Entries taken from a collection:
────
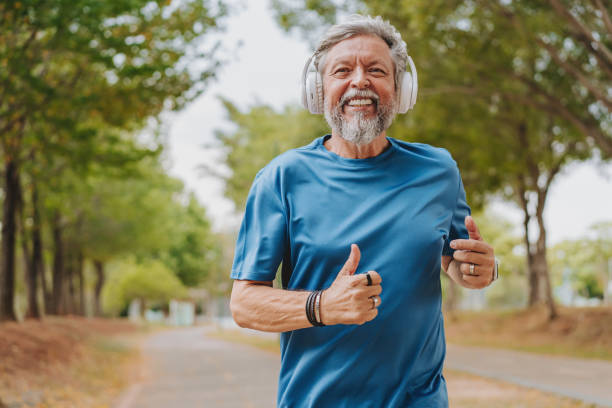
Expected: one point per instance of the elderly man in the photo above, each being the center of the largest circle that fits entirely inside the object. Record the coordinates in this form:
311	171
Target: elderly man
397	210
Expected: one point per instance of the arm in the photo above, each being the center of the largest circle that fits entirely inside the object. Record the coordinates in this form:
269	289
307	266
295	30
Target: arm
257	305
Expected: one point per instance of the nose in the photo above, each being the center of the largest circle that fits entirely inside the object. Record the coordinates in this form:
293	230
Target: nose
360	79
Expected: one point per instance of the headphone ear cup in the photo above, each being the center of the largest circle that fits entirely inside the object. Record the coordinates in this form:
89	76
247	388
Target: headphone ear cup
405	93
312	97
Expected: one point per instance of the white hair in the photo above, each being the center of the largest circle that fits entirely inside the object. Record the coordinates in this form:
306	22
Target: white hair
357	24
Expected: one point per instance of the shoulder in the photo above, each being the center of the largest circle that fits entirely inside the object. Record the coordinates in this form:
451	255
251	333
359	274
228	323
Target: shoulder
426	152
283	165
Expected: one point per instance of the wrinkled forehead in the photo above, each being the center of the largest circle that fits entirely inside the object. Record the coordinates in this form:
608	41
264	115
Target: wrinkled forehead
368	48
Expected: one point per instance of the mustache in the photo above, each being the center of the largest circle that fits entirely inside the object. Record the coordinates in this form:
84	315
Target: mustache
361	93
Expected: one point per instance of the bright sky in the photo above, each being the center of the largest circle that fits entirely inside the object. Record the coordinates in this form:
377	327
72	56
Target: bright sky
266	68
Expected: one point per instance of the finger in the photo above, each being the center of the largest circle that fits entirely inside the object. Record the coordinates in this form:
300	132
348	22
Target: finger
374	276
371	314
475	282
470	224
350	266
471	245
473	257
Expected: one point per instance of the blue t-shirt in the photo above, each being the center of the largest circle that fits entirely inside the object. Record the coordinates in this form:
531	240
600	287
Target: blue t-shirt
402	208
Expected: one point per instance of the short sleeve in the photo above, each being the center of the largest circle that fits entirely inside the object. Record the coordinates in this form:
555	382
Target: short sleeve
262	238
457	228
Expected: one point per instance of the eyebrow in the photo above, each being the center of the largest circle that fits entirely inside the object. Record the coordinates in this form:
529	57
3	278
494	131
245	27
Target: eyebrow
348	61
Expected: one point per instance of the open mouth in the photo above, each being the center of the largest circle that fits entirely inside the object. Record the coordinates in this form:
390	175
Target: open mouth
360	102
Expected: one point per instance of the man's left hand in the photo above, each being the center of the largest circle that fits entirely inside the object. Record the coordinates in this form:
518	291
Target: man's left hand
473	251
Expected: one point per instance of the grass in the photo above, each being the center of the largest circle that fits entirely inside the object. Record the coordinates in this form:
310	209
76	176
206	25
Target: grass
577	332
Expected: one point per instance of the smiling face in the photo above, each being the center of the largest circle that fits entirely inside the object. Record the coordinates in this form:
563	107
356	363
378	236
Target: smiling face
359	88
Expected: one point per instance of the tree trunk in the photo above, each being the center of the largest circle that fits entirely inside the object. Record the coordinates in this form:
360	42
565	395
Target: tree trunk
58	267
7	269
32	310
71	304
541	264
37	256
99	268
532	275
79	273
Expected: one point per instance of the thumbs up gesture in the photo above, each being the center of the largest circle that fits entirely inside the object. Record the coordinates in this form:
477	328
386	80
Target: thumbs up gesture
475	259
351	298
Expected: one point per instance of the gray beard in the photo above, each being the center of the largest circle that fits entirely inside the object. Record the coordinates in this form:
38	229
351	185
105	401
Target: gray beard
359	130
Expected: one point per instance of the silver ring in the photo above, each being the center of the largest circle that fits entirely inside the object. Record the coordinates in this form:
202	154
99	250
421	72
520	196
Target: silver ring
374	301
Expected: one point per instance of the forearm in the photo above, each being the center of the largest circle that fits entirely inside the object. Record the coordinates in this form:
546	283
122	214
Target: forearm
256	305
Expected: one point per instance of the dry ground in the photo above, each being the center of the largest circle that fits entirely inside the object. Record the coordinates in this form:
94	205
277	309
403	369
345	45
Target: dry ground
577	332
66	362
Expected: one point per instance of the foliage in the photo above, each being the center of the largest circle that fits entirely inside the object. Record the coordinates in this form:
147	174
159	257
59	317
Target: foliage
510	290
586	260
78	80
194	254
150	281
493	92
261	135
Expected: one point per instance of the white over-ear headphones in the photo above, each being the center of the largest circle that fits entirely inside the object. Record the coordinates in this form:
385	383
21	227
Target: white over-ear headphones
312	88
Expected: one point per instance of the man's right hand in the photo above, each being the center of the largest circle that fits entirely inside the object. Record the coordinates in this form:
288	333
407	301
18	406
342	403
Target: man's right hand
349	299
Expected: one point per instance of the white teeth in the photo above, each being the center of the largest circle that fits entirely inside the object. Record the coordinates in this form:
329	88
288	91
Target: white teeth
355	102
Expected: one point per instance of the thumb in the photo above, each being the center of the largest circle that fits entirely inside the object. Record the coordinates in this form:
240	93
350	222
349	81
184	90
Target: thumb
473	232
350	266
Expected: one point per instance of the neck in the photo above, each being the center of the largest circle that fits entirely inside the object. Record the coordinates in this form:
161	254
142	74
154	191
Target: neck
346	149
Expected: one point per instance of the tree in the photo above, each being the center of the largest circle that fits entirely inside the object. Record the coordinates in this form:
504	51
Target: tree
588	259
194	254
478	79
151	281
65	63
262	134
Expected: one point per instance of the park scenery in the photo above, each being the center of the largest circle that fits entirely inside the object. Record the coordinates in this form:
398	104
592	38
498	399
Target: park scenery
130	134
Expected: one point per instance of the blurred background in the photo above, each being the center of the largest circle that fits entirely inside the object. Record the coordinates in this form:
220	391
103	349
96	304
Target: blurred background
131	131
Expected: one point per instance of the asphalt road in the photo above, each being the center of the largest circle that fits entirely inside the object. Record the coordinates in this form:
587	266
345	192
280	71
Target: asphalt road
188	369
586	380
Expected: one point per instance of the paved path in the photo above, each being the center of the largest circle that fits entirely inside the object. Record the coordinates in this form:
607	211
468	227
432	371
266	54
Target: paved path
587	380
189	370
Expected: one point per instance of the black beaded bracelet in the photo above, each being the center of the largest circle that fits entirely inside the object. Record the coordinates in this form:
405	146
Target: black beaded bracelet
308	314
310	308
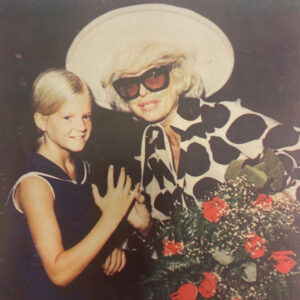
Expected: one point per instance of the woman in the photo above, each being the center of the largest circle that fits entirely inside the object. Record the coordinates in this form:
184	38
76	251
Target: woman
57	232
157	61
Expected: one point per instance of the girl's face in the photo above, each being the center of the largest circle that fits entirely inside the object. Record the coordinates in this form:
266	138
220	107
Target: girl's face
154	106
70	127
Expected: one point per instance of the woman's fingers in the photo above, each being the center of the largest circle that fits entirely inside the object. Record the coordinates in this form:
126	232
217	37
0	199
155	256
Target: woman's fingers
123	261
134	193
121	179
107	264
140	199
110	178
115	262
127	186
97	198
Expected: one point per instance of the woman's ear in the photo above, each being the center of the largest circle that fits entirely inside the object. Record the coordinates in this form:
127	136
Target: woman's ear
40	121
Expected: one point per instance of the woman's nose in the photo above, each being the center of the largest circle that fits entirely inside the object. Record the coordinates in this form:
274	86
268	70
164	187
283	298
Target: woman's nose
143	91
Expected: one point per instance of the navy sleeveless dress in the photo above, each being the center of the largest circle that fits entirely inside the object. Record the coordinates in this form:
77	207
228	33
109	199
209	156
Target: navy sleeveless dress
76	215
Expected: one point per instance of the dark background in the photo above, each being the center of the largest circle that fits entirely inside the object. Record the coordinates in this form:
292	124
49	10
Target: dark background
36	34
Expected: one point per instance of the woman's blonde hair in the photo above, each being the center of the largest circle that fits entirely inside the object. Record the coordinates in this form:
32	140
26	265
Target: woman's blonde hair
134	57
52	88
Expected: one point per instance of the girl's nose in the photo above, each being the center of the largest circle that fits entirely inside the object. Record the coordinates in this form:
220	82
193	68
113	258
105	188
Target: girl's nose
80	125
143	91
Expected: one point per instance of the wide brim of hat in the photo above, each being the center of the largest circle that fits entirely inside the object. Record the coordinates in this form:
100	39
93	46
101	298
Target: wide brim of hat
95	45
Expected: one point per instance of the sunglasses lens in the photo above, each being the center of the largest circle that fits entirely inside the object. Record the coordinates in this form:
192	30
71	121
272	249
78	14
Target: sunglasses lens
154	80
127	88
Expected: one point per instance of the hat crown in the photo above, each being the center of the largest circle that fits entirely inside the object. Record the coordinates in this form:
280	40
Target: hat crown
93	49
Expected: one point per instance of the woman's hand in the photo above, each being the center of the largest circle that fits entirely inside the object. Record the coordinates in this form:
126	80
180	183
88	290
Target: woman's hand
115	262
139	216
114	205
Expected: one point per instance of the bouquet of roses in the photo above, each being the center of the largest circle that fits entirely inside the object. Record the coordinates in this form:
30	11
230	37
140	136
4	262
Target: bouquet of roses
238	244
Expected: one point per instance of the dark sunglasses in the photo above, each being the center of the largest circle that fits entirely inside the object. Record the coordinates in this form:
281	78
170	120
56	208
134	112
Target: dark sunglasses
154	80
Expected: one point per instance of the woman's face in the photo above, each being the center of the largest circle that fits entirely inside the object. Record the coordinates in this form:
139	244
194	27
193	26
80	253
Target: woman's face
154	106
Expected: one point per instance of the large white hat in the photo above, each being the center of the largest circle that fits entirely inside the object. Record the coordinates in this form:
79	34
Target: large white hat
95	45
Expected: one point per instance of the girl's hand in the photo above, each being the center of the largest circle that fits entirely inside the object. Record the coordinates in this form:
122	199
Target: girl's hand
115	262
139	216
117	200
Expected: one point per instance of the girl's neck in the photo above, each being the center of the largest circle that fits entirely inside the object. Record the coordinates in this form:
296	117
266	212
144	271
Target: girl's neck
60	157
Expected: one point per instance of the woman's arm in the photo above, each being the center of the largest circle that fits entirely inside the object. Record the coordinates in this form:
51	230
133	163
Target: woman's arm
63	266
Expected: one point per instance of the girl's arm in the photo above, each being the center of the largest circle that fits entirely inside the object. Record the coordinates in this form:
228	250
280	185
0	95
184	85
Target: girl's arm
37	202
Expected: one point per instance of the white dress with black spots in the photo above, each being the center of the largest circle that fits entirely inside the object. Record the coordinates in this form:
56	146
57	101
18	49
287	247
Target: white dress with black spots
212	135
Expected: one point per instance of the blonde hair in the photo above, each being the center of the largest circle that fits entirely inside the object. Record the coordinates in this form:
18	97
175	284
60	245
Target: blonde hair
52	88
134	57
────
DIRECTION: Nothing but the lines from the one with "Expected: one point per instance of the white dress" through the last line should be repeated, each exactly as it stands.

SOLUTION FOR THIS TASK:
Expected: one point per instance of the white dress with black spots in the photo above, each being the center of the largest circle that fits entirely inside the object. Record the coordinates in this form:
56	146
57	101
18	49
287	247
Target: white dress with black spots
212	135
Expected: one point per instance of the blonde hair in the photo above, each being the center of the largest circle that fits entirely inside the object. Record the coordinates in this form:
18	97
175	284
60	245
Target: blonde hair
52	88
134	57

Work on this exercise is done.